My cat has a urinary tract infection and the vet prescribed 25mg/kg cephalexin to cure it.

  1. I’m curious whether there is a reason to choose cephalexin over amoxicillin in this situation.

  2. Can I change the antibiotic from cephalexin to amoxicillin?

  3. How long should I give the cat antibiotic? Vet recommended 4 weeks. Is that too much or insufficient?

  4. Can long-term (over 4 weeks) antibiotic consumption cause issues?

  • 1
    Is there a reason you don't trust your vet's judgement?
    – Allison C
    Jan 29 '20 at 14:20
  • It’s because 1) I can’t go to the doctor often 2) I want to reaffirm their judgements with third party source.
    – John Doe
    Jan 30 '20 at 11:11

Do not change antibiotics without discussing with your veterinarian. In cats you could risk overdosing, underdosing, or causing other adverse effects.

Both cephalexin and amoxicillin are good empirical choices for a urinary tract infection (UTI) in cats.

Cephalexin at 25 mg/kg, twice per day, is an appropriate dose.

Treatment of urinary tract infections is best treated according to the results of a urine culture and sensitivity. This tells us which bacterial species is present and which antibiotic is best to treat it. However, owners often decline a urine culture due to the cost therefore in those cases an antibiotic must be selected empirically.

• WHAT TO DO:
[A] According to the text about a cat's urinary tract infection, what cephalexin dose is appropriate?
[B] Sum up the text about a cat's urinary tract infection in two sentences.
[C] Continue the text about a cat's urinary tract infection from the point where it stops.

• SOURCE MATERIAL:
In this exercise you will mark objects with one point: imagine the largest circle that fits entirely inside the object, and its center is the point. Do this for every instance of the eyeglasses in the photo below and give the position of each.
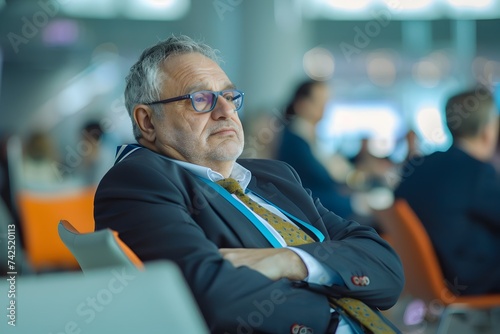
(206, 100)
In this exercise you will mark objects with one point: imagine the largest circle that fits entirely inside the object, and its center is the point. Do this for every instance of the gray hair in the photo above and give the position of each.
(145, 79)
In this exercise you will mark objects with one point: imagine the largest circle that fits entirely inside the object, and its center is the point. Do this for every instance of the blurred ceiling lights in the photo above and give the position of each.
(319, 64)
(400, 9)
(131, 9)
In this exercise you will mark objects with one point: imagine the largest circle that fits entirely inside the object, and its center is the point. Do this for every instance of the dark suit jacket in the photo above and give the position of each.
(458, 200)
(162, 211)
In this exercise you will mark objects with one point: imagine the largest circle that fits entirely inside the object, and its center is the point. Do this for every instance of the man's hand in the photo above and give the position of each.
(275, 263)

• OUTPUTS BY TASK:
[A] 25 mg/kg, twice per day.

[B] An owner whose cat was prescribed cephalexin for a urinary tract infection asks about switching to amoxicillin, how long to give the antibiotic, and whether long-term use causes problems. The reply warns against changing antibiotics without the veterinarian, says both drugs are good empirical choices and the prescribed cephalexin dose is appropriate, and explains that treatment is best guided by a urine culture, though cost often means the antibiotic is picked empirically.

[C]
There are differing opinions among veterinarians as to how long to treat a urinary tract infection. If it is a simple, uncomplicated UTI, then a short course of 1-2 weeks may be sufficient. Those that are more complicated, such as causing a severe bacterial cystitis or pyelonephritis (kidney infection), warrant a longer treatment course such as 4+ weeks.

Treat the infection for the duration the veterinarian instructed. Undertreating the infection could lead to incomplete treatment, recurrent UTI, and/or antibiotic resistance. Do not stop the antibiotic just because the cat is looking better - complete the full course. For most of our first-line antibiotics such as cephalexin, long antibiotic courses are considered safe and low risk of side effects. Typically the most significant side effect with these antibiotics I see is diarrhea, as the antibiotic can also disturb the normal intestinal flora. A short course of probiotic will usually clear this up.

Your veterinarian will recommend repeating the urinalysis and urine culture after the antibiotic course is complete, to make sure the infection has cleared.

For further reading, Merck Veterinary Manual has an excellent article on Bacterial Urinary Tract Infections in small animals.